* **What is required**
Print exactly, and only, the lines running from the line containing "If you could mark the straw" through the end of the records below.

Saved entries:
════
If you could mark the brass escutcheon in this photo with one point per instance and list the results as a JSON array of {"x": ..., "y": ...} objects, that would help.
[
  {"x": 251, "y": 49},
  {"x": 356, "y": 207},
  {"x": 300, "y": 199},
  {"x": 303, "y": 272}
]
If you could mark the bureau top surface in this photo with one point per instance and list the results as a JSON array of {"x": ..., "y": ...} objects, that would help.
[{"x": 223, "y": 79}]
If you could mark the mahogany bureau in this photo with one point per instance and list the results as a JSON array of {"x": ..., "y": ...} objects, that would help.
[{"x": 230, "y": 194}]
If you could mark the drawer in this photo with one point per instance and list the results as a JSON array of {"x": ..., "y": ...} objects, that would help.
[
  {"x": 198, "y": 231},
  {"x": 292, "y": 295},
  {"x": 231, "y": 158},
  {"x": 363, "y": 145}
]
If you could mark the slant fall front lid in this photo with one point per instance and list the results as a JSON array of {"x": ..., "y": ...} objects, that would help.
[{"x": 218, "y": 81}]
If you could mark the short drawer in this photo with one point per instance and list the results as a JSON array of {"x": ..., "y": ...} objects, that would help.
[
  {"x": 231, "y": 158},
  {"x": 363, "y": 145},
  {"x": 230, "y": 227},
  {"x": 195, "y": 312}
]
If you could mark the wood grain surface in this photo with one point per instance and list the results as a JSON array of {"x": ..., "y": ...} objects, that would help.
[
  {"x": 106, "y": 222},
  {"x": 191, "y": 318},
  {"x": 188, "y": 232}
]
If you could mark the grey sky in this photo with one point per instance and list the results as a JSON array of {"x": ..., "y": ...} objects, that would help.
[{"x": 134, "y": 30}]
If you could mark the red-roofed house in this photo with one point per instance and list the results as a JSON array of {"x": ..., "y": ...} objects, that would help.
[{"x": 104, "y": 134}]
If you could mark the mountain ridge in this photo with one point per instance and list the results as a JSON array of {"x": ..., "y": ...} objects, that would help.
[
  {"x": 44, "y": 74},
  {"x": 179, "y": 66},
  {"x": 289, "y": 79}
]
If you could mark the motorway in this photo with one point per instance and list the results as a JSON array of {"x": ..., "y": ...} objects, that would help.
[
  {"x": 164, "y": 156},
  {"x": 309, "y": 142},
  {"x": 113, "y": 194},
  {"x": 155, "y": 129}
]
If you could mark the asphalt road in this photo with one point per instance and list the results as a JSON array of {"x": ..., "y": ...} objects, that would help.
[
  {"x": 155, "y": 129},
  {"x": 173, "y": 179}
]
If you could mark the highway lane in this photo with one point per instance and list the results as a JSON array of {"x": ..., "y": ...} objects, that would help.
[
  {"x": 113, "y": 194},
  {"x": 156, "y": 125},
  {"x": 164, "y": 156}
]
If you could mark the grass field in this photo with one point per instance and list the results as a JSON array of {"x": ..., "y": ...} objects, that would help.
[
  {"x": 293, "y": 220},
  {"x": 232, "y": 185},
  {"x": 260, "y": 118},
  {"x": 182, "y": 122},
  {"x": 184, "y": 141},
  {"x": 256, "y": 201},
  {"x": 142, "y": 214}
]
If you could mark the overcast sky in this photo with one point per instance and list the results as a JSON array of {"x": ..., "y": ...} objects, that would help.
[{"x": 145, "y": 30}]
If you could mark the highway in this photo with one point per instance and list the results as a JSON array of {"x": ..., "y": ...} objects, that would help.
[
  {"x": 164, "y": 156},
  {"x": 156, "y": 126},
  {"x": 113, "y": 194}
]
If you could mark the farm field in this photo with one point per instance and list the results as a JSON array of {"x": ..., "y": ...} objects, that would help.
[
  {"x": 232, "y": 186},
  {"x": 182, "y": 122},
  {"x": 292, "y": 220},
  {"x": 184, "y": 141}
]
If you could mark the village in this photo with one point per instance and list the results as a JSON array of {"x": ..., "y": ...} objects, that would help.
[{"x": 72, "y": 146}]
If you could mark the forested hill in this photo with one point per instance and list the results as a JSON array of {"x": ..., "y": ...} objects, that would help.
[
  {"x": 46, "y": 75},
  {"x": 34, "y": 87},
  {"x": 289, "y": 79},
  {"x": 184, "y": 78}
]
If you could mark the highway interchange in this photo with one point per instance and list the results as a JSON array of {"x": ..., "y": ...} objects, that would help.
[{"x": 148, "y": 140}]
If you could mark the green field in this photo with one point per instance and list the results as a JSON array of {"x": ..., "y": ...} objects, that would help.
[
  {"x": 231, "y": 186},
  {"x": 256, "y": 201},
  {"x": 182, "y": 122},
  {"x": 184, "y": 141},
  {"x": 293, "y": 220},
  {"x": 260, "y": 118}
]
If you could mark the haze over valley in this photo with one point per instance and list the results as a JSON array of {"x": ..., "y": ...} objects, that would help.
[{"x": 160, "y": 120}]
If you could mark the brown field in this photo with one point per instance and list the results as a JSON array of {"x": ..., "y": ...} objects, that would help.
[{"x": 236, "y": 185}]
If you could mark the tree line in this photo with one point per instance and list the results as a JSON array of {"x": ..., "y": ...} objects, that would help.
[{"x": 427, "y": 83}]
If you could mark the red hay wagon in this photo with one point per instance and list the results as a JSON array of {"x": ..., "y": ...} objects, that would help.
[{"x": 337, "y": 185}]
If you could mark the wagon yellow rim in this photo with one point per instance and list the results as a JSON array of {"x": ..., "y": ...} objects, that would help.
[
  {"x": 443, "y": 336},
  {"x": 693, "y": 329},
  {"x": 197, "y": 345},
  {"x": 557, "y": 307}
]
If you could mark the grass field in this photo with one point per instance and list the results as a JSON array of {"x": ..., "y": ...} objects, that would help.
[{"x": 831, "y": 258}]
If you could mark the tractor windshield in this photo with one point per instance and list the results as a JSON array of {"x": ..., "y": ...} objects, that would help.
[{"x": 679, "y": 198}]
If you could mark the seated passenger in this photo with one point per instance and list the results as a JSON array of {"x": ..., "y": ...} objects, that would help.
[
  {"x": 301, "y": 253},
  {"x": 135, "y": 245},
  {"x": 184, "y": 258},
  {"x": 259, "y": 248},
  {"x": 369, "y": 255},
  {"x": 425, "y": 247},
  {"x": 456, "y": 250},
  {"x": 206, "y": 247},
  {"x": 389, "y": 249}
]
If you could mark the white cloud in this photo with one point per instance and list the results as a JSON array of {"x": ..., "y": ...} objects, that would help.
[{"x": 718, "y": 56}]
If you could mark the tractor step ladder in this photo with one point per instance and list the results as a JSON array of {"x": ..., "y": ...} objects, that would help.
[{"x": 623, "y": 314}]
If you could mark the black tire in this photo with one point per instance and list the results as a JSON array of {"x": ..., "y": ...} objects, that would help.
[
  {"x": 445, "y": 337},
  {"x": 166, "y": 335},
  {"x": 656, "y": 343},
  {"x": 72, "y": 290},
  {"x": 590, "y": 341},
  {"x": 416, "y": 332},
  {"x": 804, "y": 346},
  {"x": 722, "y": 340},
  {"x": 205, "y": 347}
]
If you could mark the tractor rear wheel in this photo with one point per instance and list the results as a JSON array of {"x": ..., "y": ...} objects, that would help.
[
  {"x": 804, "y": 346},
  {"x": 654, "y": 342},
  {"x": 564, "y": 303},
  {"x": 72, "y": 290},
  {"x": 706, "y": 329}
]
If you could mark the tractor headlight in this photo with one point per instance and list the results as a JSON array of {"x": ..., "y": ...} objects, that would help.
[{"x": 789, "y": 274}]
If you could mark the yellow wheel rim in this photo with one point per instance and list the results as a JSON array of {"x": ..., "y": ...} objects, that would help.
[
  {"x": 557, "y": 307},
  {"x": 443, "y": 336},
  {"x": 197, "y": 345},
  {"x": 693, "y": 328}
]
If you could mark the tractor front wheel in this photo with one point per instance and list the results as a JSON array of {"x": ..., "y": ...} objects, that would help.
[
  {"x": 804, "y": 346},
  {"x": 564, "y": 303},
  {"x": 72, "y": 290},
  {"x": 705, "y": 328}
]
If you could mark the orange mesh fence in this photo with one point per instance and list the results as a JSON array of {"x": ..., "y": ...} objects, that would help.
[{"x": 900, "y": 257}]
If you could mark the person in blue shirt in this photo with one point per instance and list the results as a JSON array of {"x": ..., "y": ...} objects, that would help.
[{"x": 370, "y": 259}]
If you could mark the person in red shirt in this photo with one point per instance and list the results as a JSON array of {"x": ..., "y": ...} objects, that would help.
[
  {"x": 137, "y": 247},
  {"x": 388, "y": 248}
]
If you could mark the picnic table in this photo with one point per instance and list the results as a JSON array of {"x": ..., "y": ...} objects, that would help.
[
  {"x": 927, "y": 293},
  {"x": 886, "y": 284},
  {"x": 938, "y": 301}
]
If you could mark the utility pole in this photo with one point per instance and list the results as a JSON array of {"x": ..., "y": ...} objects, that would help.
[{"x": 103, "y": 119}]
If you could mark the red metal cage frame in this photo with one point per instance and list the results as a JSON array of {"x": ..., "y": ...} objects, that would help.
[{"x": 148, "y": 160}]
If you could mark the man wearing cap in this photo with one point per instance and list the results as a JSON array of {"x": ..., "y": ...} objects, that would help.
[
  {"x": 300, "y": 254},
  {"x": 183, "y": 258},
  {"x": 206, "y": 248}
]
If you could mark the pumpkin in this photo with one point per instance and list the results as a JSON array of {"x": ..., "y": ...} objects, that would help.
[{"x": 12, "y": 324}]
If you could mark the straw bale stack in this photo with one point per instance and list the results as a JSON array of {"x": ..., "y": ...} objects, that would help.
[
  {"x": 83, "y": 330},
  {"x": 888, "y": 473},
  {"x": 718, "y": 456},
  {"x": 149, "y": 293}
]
════
* **Completed task**
If you could mark the straw bale stack in this photo with one point per instance and list the results as a JSON array of {"x": ..., "y": ...} objects, that would help.
[
  {"x": 83, "y": 330},
  {"x": 888, "y": 473},
  {"x": 718, "y": 456},
  {"x": 149, "y": 293}
]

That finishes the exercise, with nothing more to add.